Records for the task:
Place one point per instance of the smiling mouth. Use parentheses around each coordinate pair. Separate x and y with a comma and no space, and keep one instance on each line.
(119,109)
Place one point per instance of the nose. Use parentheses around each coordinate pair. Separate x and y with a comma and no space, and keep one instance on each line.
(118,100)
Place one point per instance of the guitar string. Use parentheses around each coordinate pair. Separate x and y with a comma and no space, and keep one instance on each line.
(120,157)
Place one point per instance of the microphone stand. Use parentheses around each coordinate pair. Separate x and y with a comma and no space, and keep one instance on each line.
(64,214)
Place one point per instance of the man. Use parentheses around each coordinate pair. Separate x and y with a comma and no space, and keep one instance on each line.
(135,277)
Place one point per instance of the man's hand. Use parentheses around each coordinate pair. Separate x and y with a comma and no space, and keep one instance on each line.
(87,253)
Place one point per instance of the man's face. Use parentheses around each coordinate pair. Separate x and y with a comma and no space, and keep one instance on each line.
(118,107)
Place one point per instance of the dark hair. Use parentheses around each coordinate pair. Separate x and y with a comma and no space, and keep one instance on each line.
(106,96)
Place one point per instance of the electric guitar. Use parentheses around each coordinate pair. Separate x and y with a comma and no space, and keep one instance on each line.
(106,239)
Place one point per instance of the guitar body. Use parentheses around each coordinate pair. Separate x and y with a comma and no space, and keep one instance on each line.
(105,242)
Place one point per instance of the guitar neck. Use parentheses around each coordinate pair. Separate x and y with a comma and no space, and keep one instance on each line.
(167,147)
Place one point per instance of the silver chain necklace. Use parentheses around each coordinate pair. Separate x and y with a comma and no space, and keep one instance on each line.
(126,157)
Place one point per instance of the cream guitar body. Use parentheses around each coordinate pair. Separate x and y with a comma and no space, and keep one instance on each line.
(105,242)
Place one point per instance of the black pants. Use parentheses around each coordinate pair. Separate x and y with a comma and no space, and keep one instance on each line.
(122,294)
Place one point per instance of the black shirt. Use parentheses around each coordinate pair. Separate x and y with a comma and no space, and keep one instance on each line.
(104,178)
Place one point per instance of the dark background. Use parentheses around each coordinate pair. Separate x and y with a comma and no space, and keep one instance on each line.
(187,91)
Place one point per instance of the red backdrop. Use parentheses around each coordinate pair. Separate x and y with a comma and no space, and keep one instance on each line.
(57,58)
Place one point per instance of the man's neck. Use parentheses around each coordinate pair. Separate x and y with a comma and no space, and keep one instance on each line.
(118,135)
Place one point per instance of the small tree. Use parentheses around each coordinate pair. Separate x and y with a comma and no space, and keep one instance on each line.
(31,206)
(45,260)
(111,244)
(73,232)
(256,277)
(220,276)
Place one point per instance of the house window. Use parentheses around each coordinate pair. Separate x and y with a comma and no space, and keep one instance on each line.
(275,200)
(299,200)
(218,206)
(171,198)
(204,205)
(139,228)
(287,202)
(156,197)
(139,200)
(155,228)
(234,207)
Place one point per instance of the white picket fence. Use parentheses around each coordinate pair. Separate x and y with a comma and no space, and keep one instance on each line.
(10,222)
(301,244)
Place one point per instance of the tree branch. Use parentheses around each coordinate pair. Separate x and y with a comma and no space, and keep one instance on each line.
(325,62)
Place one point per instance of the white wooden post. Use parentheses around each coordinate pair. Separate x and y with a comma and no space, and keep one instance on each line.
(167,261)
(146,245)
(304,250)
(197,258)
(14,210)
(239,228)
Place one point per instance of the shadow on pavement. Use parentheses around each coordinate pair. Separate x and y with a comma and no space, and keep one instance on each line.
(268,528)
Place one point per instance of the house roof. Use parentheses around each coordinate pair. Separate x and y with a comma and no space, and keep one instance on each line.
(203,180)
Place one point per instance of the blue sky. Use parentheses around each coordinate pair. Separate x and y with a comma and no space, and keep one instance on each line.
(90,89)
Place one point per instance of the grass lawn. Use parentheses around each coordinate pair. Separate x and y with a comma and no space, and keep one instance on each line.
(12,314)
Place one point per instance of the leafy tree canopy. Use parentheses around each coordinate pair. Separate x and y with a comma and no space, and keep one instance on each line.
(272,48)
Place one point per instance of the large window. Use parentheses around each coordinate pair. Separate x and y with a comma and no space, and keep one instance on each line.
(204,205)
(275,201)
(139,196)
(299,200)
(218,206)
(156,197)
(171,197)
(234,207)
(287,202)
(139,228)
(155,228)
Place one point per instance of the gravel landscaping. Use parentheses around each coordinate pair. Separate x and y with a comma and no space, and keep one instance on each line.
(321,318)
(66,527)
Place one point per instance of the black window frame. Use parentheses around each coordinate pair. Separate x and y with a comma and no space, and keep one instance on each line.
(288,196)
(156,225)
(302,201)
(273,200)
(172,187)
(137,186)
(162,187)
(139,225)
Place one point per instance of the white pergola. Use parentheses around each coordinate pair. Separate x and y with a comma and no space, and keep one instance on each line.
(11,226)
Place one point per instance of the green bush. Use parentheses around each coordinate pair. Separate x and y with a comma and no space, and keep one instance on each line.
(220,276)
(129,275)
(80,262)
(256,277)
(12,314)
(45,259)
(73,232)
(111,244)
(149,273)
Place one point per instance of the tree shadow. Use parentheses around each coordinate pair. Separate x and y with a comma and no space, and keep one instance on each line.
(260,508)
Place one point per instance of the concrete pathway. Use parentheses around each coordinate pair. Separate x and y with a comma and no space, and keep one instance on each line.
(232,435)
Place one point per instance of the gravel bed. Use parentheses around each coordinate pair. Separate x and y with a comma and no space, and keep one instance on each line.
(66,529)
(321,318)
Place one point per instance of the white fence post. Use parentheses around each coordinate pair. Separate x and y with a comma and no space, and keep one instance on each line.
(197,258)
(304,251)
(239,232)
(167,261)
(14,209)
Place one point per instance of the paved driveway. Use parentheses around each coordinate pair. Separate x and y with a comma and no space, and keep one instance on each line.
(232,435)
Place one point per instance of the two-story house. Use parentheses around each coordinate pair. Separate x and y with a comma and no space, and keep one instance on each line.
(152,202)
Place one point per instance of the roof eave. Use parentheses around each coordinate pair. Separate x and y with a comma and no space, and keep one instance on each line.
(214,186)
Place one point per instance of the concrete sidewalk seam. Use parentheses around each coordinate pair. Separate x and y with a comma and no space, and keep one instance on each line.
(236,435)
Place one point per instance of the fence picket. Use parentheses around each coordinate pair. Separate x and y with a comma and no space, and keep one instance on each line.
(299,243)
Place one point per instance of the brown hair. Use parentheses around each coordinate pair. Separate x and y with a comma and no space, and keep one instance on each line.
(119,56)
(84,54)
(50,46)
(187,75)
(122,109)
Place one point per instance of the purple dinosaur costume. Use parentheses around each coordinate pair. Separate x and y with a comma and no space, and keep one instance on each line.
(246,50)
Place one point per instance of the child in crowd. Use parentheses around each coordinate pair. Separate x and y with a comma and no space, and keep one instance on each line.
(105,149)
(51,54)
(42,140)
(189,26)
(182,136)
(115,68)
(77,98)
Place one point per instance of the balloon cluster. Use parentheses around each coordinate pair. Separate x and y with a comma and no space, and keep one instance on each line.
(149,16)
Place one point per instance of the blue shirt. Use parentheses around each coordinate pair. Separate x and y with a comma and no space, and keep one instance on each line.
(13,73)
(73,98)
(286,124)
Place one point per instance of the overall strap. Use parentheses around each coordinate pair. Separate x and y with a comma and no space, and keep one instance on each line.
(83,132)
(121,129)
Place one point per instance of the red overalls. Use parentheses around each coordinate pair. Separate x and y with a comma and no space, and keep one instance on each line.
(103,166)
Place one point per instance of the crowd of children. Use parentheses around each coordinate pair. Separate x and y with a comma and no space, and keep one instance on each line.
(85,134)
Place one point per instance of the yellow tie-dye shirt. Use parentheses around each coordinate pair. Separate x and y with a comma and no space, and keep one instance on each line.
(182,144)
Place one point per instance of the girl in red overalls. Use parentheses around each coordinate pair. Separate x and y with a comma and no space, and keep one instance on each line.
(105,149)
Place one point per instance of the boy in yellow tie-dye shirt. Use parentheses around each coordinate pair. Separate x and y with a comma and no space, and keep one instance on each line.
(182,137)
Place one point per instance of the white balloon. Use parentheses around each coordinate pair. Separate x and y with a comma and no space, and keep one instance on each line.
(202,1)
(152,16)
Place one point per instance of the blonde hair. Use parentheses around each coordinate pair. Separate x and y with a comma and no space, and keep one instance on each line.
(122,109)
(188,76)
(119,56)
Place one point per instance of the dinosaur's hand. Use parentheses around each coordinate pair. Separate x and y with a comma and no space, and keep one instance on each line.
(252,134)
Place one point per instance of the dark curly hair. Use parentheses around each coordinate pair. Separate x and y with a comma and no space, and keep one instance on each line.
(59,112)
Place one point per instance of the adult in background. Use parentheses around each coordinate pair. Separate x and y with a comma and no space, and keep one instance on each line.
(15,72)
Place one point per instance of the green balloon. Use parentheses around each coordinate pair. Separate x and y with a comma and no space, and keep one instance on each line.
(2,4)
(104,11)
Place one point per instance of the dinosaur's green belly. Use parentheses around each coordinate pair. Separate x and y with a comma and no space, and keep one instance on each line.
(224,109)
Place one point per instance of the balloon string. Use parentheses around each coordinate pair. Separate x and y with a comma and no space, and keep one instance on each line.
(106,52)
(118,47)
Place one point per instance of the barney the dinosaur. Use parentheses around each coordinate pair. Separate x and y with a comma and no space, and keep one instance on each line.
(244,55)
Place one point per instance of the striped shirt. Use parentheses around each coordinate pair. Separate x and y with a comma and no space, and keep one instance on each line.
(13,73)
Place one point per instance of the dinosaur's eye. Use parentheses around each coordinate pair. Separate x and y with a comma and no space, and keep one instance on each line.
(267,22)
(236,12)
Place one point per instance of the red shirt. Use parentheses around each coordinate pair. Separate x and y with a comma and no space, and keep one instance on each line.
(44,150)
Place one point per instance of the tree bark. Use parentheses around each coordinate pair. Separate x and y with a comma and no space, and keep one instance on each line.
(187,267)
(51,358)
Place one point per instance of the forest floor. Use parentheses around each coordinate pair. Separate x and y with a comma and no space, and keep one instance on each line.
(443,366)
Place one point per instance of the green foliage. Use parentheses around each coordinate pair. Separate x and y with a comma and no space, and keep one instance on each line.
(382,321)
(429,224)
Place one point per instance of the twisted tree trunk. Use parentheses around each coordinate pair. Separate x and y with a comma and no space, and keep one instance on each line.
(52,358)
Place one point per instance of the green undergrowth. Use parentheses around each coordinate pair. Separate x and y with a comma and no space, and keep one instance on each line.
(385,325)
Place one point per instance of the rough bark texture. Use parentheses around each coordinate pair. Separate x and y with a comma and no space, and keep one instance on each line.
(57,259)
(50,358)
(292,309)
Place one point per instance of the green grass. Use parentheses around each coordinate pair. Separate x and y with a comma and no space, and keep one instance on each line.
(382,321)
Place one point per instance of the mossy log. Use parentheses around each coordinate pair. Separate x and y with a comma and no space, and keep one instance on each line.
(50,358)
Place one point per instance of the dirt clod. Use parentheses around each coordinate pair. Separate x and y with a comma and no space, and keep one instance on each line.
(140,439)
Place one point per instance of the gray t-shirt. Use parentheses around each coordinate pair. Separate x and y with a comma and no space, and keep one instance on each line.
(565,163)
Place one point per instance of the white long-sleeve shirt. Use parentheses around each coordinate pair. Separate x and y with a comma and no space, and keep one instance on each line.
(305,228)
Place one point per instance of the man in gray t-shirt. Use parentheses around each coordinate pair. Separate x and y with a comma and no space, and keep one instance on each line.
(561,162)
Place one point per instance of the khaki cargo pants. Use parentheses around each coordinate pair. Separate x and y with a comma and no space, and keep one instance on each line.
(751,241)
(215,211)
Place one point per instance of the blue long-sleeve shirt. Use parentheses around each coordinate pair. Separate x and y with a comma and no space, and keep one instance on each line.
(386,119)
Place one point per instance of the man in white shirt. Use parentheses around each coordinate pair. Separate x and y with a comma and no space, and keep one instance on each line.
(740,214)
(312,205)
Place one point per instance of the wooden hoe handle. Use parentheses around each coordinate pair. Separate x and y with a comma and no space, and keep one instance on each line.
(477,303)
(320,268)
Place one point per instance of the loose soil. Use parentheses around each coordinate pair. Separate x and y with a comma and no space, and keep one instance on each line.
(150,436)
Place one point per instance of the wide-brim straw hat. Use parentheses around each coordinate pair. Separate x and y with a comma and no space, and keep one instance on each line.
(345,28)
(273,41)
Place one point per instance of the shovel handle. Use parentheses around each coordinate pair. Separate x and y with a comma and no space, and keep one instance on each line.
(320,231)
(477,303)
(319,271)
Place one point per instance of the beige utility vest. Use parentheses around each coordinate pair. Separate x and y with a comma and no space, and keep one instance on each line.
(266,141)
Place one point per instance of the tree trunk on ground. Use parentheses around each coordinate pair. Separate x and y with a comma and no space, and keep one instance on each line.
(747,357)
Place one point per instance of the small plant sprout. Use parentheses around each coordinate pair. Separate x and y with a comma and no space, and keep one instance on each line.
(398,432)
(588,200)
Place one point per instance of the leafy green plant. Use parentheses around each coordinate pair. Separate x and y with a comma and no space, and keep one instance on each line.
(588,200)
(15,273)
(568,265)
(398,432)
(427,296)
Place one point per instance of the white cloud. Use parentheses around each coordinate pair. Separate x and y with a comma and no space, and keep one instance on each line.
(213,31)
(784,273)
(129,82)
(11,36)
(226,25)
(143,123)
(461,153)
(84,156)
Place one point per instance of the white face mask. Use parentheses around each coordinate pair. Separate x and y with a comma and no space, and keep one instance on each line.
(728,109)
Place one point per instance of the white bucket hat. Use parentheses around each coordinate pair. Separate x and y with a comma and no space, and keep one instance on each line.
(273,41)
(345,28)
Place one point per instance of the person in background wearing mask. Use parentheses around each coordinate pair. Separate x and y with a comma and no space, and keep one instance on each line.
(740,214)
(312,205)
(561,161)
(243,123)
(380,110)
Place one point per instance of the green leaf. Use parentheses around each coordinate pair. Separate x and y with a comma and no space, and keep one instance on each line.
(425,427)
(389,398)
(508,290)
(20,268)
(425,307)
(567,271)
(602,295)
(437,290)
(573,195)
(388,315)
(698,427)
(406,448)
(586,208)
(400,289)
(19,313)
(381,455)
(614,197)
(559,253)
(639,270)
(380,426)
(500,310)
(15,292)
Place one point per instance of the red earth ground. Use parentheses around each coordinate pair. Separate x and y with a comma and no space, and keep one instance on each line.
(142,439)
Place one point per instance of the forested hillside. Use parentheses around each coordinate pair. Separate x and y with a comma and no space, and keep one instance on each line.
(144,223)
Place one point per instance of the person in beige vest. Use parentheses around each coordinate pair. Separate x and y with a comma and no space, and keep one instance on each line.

Exercise requirements:
In the listing above, find the line containing "Place one point per instance of the green leaf." and please quote exactly that line through the last one, and no other lines.

Exercise result:
Place one point per instance of the green leaf. Use parentheses around each coordinate pair. Separate x and y with a comma and no space, and keep one instance on each line.
(425,427)
(389,398)
(508,290)
(20,268)
(425,307)
(567,271)
(602,295)
(437,290)
(573,195)
(388,315)
(698,427)
(406,448)
(586,208)
(400,289)
(19,313)
(381,455)
(614,197)
(559,253)
(639,270)
(380,426)
(500,310)
(15,292)
Place one point per instance of the red earth ground. Use parentheses around each coordinate pair. Separate x and y with a comma and no space, and keep one instance on each line.
(142,439)
Place one point per instance of the forested hillside. Use parentheses around each coordinate pair. Separate x and y with a comma and no space, and keep one instance on each line.
(144,223)
Place one point per instance of the person in beige vest. Use parentheses around each coordinate pair. Separate x and y with a comma and no space, and keep one instance on each line.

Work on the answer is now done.